━━ TEXT SEGMENT

I was there mainly to see if I could catch a glimpse of the same spirit I saw in the marchers last spring and to pass out flyers for the upcoming World Can't Wait rally. It was the discussion part of the meeting and my intention was to listen only. But somehow I became involved. Putting my coffee cup down and standing up from the square bean-bag thing I had been trying to sit in on I made this comment:
Republicans appeal to everyone's darker nature. Many Democrats don't have the strength of their supposed convictions to offer a real alternative. Most Americans, actually presented a choice, prefer a society that helps neighbors in need. That's because despite a societal structure firmly based on greed, most Americans still possess the strength of character of their better nature.
Part One--Economic Crisis, The Thing, Identity Crisis
I was one of many gathered that evening in the little store-front cafe to hear plans for making National City a sanctuary for recent Mexican immigrants. To those attending I might have looked and sounded like an adventurous white suburban interloper playing hero activist or maybe even some bohemian wannabe out of his depth and element trying to wing it or fake it.

━━━━

▸ DESCRIPTION OF THE TASK: Please answer from the café meeting account above: what plans had people gathered in the store-front cafe to hear?

━━ MATERIAL PROVIDED

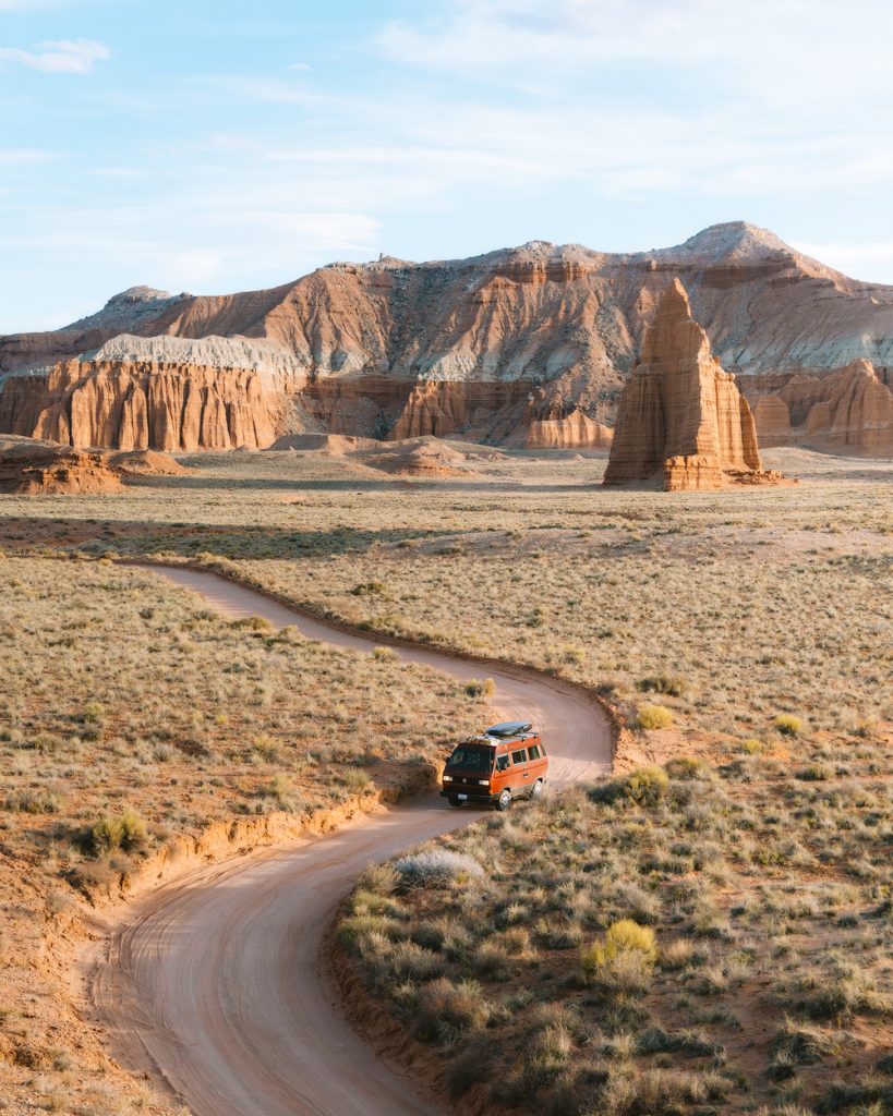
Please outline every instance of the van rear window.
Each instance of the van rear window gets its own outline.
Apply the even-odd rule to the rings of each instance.
[[[460,771],[486,771],[488,775],[493,766],[492,748],[462,747],[457,748],[446,760],[446,767]]]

━━━━

▸ ANSWER BELOW: Plans for making National City a sanctuary for recent Mexican immigrants.